**** WORKING DATA
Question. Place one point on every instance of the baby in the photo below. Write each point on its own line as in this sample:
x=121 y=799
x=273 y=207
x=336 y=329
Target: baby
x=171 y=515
********
- **EXERCISE GOAL**
Output every entry word for word.

- **TASK OUTPUT**
Question. Place one point on every instance of the baby in the photo below. Write each point on its own line as in this sample:
x=121 y=799
x=273 y=207
x=336 y=329
Target: baby
x=171 y=515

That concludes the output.